The potential use of chitosan as a plant elicitor that induces resistance against plant disease had been observed in numerous reports. However, little is known about whether a similar mechanism occurs in plants challenged by insect pests. Although several studies had proven the potential use of chitosan to control insect pests, most of them acted as insecticide and not as a plant defense elicitor (Badawy et al. 2005; Ferreira et al. 2019; Sahab et al. 2015). Initial experiment by conducting population growth study had confirmed the reduction of total GPA population followed by the reduced number of adult-stage (either alatae or apterous) on chitosan treated plant. Further 10 h EPG monitoring revealed the chitosan application had induced the increase number of GPA probing. The increased probing activities could be due to the need for probing re-adjustment and potentially due to the unfavorable surrounding stylet environment, as responded by the several probing attempts observed through stylet withdrawal. This unfavorable surrounding stylet environment could be a biochemical response of the plant induced by chitosan treatment. However, further investigations are needed to confirm such assumption. It was noted that the chitosan probably had no effect at the beginning (1st probe)of probing activities, rather in the next probing (2nd probe), thus, there was indication that chitosan treatment induced physiological alterations in the GPA.-affected plants, which responded immediately by reducing the probing duration in the second probing. The performance in early probing is important to indicate the immediate response of insect feeding, given that insect stylet operation is sensitive for any small biochemical changes (Will and Vilcinskas 2015).

The increased intracellular stylet puncture as noted in par.11, Table 2 (which is potential drop -Pd- waveform) was potentially attributed to the induced resistance properties of chitosan, as confirmed by previous findings obtained using citrus psyllid (Shi et al. 2019). Other reports also highlighted that the increased number of probing activities was correlated with the induced resistance of host plant due to silicon treatment, silencing proteins such structural sheath protein, and acoustic stimuli (Goussain et al. 2005; Huang et al. 2018; Lee et al. 2012; Will and Vilcinskas 2015).

▶ _GIVEN MATERIAL_:

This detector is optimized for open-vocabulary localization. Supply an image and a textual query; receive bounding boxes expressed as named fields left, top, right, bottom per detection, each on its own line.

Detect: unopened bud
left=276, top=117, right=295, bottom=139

▶ _TASK LIST_:
- A) Return the chitosan passage from "The increased intracellular" up to and including "2012; Will and Vilcinskas 2015).".
- B) In the chitosan passage, which waveform does intracellular stylet puncture correspond to?
You can set the listing aside; none of it is needed here.

▶ _EXPECTED OUTPUTS_:
- A)
The increased intracellular stylet puncture as noted in par.11, Table 2 (which is potential drop -Pd- waveform) was potentially attributed to the induced resistance properties of chitosan, as confirmed by previous findings obtained using citrus psyllid (Shi et al. 2019). Other reports also highlighted that the increased number of probing activities was correlated with the induced resistance of host plant due to silicon treatment, silencing proteins such structural sheath protein, and acoustic stimuli (Goussain et al. 2005; Huang et al. 2018; Lee et al. 2012; Will and Vilcinskas 2015).

- B) The potential drop (Pd) waveform.